[EXERCISE REQUIREMENTS] Reproduce exactly, and only, the lines below from the one containing "of the church" through the one containing "of the bell".

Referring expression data
[Start of section]

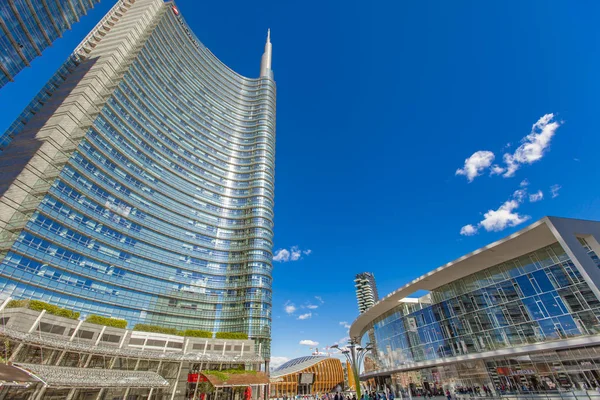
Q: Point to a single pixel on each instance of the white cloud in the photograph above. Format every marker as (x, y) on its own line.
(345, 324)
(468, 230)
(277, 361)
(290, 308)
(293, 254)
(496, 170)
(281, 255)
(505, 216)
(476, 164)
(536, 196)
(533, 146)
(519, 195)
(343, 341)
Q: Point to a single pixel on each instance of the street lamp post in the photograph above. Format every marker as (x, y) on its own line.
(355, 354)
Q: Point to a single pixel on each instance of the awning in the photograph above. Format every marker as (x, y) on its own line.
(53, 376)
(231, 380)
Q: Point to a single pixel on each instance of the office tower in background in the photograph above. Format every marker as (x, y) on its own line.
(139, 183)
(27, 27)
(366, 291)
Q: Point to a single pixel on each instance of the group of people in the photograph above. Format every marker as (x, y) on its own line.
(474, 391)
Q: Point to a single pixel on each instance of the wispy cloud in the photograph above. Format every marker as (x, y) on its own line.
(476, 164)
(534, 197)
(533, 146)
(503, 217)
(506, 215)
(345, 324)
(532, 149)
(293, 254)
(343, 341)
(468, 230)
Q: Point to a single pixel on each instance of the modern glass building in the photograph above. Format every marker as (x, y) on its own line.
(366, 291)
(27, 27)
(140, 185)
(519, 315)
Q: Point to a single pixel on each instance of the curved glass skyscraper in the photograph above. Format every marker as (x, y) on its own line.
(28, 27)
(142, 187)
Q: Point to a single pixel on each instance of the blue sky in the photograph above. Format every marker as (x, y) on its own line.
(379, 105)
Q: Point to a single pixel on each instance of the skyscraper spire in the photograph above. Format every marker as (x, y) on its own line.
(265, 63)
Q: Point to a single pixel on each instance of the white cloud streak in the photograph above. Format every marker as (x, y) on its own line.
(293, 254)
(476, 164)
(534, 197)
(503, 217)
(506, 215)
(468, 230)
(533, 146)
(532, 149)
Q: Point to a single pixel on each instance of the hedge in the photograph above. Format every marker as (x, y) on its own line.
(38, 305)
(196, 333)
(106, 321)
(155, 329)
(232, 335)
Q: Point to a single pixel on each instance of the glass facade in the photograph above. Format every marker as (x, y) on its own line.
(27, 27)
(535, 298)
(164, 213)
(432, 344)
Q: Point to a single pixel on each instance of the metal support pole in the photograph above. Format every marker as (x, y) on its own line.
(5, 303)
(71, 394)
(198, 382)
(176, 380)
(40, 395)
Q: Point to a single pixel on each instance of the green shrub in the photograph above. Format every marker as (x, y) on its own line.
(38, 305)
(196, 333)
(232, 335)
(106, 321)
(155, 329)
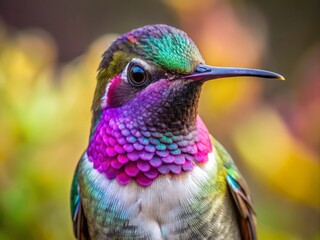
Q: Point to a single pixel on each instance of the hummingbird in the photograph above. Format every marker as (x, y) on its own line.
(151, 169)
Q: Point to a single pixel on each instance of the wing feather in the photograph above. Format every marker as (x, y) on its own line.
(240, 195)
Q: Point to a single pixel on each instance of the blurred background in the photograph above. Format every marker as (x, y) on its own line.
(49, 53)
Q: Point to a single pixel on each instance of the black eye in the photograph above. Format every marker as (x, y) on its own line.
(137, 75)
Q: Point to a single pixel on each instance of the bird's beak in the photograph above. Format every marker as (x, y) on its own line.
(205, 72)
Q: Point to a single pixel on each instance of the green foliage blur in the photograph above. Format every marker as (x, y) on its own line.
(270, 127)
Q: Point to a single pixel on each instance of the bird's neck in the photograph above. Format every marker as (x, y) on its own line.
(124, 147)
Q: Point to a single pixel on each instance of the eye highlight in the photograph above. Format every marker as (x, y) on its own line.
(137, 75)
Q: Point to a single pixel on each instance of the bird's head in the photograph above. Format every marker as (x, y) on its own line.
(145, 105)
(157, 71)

[End of section]
[Start of section]

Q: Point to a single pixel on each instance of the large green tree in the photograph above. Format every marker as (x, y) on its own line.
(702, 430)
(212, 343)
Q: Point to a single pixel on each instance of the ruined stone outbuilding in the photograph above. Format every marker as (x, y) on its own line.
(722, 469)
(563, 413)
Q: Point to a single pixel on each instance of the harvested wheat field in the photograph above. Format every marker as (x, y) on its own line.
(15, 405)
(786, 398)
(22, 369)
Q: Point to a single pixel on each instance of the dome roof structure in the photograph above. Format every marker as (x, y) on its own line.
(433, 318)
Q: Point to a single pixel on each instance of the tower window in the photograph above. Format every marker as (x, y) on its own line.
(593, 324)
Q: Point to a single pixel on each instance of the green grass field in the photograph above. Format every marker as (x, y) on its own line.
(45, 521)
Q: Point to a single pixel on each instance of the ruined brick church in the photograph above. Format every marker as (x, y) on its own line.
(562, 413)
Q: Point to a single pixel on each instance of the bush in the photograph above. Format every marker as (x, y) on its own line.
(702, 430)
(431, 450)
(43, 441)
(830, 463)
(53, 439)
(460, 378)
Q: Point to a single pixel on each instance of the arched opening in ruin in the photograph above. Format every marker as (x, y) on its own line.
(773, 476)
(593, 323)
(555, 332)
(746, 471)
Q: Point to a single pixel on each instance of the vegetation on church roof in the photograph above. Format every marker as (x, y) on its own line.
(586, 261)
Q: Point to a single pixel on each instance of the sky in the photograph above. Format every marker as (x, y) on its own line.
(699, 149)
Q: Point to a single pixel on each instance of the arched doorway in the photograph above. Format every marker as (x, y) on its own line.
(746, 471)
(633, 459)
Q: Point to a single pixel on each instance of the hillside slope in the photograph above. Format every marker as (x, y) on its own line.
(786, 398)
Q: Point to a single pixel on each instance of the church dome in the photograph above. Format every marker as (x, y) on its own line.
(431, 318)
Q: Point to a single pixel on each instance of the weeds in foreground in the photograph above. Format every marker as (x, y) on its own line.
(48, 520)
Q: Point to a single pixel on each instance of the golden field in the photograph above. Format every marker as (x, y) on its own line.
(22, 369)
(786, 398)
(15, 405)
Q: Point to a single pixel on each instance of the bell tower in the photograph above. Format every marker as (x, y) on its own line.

[End of section]
[Start of section]

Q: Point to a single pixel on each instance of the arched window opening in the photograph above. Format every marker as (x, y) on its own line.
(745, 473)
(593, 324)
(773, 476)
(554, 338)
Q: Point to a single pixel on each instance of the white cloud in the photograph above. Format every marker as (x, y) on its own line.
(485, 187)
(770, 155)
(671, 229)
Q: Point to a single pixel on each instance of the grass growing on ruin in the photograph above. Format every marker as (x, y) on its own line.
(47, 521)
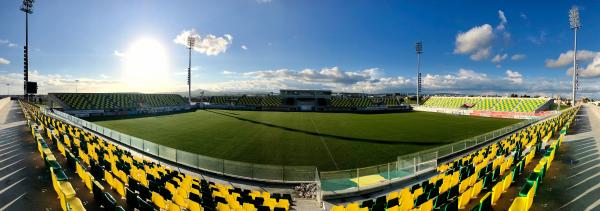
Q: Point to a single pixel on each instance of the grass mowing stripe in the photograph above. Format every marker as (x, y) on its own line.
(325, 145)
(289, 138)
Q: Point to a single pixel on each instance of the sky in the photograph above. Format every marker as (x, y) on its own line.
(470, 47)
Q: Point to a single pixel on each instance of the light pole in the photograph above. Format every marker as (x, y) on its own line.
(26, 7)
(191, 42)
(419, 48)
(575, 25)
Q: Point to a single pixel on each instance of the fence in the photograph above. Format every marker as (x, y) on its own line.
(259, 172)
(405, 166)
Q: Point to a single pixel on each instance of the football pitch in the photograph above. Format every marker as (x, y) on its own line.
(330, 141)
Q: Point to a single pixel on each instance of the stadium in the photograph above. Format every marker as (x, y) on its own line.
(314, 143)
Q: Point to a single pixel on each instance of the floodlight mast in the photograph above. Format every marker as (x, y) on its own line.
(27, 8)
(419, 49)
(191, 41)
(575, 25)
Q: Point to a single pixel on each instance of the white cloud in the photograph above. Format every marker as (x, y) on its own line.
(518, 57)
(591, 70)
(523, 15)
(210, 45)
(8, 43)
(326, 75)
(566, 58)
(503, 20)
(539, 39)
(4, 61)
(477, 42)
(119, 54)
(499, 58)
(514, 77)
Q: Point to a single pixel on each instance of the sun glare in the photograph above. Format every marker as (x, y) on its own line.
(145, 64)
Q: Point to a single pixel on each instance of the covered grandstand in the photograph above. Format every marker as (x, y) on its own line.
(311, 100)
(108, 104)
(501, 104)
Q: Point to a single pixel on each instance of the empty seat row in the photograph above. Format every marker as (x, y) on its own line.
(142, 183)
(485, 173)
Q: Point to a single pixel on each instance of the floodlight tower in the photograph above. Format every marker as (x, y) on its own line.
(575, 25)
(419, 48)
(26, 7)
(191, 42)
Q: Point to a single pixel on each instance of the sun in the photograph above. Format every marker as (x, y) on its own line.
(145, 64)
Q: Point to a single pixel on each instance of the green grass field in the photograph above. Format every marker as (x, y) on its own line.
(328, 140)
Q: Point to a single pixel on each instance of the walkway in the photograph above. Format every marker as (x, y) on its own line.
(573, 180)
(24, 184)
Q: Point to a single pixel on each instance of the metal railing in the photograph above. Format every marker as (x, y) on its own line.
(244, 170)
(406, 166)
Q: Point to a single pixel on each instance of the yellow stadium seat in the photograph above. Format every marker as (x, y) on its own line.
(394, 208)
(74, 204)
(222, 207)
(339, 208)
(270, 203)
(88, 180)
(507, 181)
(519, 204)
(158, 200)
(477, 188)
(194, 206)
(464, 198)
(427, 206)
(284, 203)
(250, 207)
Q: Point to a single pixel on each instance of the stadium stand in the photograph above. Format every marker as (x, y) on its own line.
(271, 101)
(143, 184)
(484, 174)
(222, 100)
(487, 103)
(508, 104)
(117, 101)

[End of section]

[RESULT FOR THIS TASK]
Q: Point to a single pixel on each instance of the church dome in the photograph above. Format every marker as (x, y) on its own line.
(431, 318)
Q: Point to a single pixel on each instance of the weeds in foreground in the photograph above. Format every marker as (x, y) on its own line.
(48, 520)
Q: Point to a single pixel on each instance of the golden field in the photograph above. Format every marker as (x, y) on its own line.
(22, 369)
(786, 398)
(15, 405)
Q: Point to a single pixel on each instance of the bell tower in the photograph above. Format every marker as (x, y) on its own line.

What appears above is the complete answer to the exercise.